» Trecho do texto
=======

Vejamos: quando Evelyn dá o seu primeiro salto no multiverso e vê como seria a sua vida como atriz, o recurso do flashback seria suficiente para entender a lógica das habilidades que a personagem irá demonstrar dali pra frente. Contudo, mesmo assim, mais uma vez sem confiar na potência das suas imagens para transmitir mensagens, algo básico do Cinema (ao menos deveria ser), o filme recorre ao texto e faz o personagem de Waymond, marido da protagonista, explicar para nós o bê-a-bá desse multiverso, de novo. É o que vai acontecendo, várias e várias vezes, durante o filme. Como quando Evelyn espera toda uma cena se desenrolar da forma mais bizarra que poderia, para finalmente fazer a pergunta que todo mundo já sabia a resposta desde a cena anterior (onde a sombra de Joy aparece com um capuz), sobre quem seria Jobu Tupaki. Esses são apenas alguns exemplos desses momentos que acontecem, repetidas vezes, até tornar o filme incrivelmente cansativo. O excesso de explamação retira aos poucos o elemento-surpresa da sua conclusão e leva consigo boa parte da nossa capacidade interpretativa, esvaziando o poder das suas imagens com a obviedade das palavras.
O filme, então, torna da autoexplicação o seu vício mais problemático. Digo mais problemático porque é justamente esse vício o responsável pelo que este tem de mais fraco, que é o seu desfecho. Na ânsia de fechar todos os pontos e dar um sentido a todos os personagens, Tudo não se contenta em encerrar o arco da protagonista Evelyn, da sua filha e no máximo, do marido Waymond. Não. Ao invés de fechar os pontos pelo caminho mais simples e impactante, também vai querer empurrar à força mais história do que já presenciamos, quando ao final decide erroneamente por misturar todo mundo na mesma salada mista, atribuindo a todos os personagens, incluindo o avô e à personagem de Jamie Lee Curtis, o mesmo nível de importância da família principal na trama. Como se seus desfechos justificassem a extensão dessa já tortura em forma de imagem em mais uma hora, já no terceiro capítulo.
Como se não bastasse, o que me parece é que Tudo em Todo Lugar apenas desejou ser profundo, mas não conseguiu abraçar essa complexidade por completo e uni-la ao absurdo. Isso sim seria algo que o tornaria em tese muito original, mas não foi o caso. Pelo contrário, o filme usou do “escracho” apenas na intenção de vender-se enquanto diferente mas, na realidade, nenhum dos dois aspectos funcionam muito bem e ele morre na praia como uma confusão imagética, cheio de detalhes e simbolismos em seus planos que não comunicam nada além de uma mensagem pseudointelectual, se vendendo na intenção de ser discutido em sua filosofia barata. É uma falsa profundidade, imposta apenas para ter em que se apoiar. Entender o que é o “donut”, por exemplo, acaba sendo desnecessário já que tudo que você pode saber sobre ele não poderia estar mais "em negrito" na tela. Mesmo na cena das pedras, é vergonhoso como o filme quer manter o controle a todo custo, mesmo passando uma mensagem completamente oposta a isso - e funcionando muito mais quando não existe tanta explanação.

=======

» Linhas de dados
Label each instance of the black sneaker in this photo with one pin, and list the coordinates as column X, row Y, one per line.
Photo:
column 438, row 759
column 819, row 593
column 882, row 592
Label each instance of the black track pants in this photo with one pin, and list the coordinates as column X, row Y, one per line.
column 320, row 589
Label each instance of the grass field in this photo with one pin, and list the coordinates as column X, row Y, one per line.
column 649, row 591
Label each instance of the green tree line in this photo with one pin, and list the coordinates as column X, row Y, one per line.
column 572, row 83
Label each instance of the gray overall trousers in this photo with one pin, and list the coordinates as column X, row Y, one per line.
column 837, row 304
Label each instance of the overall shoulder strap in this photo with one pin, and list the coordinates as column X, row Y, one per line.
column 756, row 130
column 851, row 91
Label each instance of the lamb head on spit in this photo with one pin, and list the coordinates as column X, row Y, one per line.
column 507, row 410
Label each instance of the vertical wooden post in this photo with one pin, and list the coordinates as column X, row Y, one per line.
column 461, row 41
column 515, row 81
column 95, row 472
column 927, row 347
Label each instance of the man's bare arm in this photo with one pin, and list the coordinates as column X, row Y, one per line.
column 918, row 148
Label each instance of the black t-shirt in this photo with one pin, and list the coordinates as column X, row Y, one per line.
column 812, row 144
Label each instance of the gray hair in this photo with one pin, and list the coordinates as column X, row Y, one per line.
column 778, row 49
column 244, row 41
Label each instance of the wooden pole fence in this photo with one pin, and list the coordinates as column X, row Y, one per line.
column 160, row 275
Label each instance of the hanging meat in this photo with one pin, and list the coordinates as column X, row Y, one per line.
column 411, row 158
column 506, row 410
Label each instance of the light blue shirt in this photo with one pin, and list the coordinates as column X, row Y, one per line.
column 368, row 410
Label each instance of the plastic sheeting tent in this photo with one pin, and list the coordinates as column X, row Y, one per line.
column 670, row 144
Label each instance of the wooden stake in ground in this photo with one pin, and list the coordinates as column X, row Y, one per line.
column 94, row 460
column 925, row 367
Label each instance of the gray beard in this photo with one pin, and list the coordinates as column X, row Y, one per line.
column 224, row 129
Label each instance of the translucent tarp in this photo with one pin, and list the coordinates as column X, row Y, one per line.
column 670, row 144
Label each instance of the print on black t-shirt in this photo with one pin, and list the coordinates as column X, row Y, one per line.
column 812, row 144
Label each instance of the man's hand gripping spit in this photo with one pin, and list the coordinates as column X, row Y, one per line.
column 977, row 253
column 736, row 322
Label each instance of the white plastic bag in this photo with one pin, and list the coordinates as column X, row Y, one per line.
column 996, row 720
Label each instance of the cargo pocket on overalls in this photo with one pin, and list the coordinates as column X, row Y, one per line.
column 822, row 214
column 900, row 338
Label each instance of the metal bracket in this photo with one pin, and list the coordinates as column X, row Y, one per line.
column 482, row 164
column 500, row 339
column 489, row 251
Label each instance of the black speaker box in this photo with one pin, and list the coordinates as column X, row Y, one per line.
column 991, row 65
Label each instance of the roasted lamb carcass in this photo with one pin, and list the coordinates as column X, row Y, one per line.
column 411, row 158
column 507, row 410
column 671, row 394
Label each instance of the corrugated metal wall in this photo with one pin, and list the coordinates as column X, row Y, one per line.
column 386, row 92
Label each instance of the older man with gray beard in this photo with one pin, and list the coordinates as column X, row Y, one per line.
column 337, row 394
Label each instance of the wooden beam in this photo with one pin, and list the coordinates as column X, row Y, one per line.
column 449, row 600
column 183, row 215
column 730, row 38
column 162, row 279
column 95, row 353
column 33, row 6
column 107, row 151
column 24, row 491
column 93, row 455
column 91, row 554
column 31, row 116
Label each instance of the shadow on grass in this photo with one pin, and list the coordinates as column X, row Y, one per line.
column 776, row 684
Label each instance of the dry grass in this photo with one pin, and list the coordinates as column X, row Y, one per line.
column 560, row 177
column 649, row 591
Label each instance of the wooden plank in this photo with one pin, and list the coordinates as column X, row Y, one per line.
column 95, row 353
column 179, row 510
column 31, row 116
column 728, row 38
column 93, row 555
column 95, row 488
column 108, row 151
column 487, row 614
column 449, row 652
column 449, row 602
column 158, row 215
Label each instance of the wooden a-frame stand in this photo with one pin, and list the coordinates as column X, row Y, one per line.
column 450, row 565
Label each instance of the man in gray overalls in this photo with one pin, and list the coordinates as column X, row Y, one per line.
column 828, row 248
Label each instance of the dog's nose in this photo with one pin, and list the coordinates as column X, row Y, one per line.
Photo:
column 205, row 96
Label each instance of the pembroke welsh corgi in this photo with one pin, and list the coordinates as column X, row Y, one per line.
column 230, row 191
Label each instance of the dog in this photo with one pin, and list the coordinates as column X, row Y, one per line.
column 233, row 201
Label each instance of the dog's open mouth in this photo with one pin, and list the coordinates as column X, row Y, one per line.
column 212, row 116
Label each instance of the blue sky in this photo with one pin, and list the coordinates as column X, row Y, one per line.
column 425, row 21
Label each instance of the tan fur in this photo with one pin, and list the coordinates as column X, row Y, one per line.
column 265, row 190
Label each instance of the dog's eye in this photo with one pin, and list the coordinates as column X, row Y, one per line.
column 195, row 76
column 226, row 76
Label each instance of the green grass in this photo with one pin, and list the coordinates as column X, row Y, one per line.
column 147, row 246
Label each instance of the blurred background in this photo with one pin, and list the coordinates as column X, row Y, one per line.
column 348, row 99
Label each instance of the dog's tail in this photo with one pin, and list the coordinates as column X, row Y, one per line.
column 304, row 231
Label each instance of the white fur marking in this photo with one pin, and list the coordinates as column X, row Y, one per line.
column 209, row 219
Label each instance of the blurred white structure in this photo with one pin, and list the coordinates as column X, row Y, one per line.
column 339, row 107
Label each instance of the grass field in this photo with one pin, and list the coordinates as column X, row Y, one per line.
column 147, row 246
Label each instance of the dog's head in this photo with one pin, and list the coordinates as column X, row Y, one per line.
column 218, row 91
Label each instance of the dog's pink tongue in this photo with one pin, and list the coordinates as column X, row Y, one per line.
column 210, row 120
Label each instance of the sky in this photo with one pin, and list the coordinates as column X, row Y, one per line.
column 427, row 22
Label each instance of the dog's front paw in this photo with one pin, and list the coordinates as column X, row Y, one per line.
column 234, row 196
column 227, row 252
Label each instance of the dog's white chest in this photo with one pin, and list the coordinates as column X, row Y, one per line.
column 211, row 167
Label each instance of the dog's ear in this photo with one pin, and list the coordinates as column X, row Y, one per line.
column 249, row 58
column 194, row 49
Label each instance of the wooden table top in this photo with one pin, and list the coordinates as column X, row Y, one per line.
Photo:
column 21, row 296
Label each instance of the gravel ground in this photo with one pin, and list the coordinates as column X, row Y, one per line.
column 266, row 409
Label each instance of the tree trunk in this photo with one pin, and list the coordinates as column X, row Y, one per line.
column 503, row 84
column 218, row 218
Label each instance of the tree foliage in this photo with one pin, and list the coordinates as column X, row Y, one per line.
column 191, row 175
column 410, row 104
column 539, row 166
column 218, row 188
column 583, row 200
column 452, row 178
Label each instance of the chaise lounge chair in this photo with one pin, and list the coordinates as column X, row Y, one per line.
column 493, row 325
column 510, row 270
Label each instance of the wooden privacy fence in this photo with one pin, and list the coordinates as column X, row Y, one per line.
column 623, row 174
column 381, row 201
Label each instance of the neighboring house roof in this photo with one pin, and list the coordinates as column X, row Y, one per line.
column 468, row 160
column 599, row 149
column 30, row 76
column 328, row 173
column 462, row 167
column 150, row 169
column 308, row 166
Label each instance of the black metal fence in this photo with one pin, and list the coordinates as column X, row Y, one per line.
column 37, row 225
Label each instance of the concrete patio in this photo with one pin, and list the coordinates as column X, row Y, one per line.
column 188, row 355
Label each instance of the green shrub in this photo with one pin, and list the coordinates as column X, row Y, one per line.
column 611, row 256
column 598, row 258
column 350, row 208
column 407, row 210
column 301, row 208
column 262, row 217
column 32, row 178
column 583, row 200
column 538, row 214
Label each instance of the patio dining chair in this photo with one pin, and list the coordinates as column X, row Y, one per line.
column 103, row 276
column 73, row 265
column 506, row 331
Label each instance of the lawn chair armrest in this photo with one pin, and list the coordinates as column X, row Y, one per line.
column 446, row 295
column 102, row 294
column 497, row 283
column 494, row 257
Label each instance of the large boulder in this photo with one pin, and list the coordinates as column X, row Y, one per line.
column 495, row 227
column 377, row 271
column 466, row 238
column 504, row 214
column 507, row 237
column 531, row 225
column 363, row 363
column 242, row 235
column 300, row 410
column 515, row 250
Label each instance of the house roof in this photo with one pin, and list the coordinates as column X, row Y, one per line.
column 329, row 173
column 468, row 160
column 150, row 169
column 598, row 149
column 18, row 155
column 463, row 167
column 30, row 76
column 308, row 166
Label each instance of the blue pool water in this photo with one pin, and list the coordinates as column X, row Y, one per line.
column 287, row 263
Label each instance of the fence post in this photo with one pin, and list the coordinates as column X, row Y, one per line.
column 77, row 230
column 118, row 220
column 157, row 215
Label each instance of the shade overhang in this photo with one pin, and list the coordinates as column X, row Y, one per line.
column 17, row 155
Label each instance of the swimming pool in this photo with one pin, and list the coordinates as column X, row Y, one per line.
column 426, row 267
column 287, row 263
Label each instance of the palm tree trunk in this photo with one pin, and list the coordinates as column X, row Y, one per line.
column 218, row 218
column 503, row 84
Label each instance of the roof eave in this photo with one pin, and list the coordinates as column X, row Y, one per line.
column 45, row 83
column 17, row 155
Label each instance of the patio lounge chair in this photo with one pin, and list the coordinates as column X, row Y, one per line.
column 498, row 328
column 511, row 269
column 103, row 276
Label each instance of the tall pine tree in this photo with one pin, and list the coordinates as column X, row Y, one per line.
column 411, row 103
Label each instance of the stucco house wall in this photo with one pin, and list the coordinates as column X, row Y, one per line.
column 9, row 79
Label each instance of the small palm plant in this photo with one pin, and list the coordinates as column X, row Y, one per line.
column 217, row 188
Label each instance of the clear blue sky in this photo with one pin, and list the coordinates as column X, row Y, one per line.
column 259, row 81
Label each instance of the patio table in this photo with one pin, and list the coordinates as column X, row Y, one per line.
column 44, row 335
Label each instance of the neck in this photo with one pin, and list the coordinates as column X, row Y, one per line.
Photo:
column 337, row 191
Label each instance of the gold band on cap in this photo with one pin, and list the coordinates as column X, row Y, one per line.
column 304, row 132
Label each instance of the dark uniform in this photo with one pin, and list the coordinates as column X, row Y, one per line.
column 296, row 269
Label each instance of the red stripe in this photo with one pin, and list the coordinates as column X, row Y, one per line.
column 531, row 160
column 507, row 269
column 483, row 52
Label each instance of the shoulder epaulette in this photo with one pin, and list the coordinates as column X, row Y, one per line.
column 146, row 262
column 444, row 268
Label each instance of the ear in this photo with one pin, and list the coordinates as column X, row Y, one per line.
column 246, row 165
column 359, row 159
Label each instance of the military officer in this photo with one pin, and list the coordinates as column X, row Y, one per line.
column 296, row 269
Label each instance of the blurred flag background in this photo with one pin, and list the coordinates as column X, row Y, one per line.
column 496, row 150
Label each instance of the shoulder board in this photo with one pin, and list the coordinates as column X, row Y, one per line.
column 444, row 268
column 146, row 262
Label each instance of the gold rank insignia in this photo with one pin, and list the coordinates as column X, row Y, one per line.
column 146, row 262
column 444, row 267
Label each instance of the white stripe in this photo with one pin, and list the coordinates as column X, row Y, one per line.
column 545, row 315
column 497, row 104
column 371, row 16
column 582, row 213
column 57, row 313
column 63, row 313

=======

» Tarefa proposta 1
Liste os personagens do filme que a crítica de Tudo em Todo Lugar cita pelo nome.
» Tarefa proposta 2
Segundo a crítica de Tudo em Todo Lugar, qual é a parte mais fraca do filme?

» Resposta correta 1
Evelyn, Waymond, Joy e Jobu Tupaki.

» Resposta correta 2
O desfecho.